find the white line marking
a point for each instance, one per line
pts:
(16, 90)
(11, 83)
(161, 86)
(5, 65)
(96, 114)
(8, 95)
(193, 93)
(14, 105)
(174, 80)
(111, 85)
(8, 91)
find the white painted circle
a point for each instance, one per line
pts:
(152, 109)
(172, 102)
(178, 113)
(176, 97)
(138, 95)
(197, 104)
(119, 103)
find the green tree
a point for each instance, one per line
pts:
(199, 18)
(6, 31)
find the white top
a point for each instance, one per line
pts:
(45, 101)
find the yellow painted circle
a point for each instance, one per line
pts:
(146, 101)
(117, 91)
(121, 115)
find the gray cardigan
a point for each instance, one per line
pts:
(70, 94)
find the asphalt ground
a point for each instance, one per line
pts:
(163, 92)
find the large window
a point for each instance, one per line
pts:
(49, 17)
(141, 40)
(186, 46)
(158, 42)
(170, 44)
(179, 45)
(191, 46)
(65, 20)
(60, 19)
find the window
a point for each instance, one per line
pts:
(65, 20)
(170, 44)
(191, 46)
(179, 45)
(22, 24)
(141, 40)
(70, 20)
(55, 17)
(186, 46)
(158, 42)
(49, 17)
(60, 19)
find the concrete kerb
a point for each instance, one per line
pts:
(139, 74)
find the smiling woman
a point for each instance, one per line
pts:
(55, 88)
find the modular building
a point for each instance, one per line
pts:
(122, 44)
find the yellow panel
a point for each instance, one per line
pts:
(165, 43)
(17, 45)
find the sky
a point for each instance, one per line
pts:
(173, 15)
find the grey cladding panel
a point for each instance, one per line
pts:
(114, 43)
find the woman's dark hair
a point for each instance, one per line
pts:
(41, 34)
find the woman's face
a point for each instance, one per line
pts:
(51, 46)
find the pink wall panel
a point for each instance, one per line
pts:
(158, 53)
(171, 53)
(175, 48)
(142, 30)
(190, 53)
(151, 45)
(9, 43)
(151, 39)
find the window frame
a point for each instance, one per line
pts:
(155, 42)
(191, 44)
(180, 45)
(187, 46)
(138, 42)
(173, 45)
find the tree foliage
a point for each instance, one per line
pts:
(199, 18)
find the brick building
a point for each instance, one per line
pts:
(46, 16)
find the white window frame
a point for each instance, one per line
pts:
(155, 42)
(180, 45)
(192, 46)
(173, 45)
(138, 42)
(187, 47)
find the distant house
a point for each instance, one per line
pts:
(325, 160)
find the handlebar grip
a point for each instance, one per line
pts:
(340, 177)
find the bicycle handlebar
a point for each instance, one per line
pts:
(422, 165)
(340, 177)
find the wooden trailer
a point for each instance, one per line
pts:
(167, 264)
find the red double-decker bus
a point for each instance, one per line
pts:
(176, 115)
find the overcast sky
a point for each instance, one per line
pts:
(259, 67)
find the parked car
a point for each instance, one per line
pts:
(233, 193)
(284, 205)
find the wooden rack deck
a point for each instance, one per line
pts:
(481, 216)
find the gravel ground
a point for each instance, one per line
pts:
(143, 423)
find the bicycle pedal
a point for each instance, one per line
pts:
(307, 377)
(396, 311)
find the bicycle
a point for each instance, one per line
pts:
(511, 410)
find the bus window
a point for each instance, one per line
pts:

# Given exercise
Write the lines out exactly, from the one with "find the bicycle handlebar" down to the last line of the listing, and leave out all others.

# Solved problem
find the bicycle handlebar
a point for each instance, one per line
pts:
(422, 165)
(340, 177)
find the wooden trailer
a point for each instance, one per line
pts:
(167, 264)
find the red double-decker bus
a point for each instance, one per line
pts:
(176, 115)
find the overcast sky
a point for each instance, one per line
pts:
(259, 67)
find the parked car
a point for each instance, one per line
pts:
(233, 193)
(284, 205)
find the wooden rack deck
a point for each instance, one per line
pts:
(481, 216)
find the gravel ground
a point for each instance, one per line
pts:
(143, 423)
find the bicycle pedal
a point for each instance, one per line
pts:
(307, 377)
(396, 311)
find the bicycle
a point for each instance, one per line
pts:
(511, 410)
find the bus window
a point for each instance, one per line
pts:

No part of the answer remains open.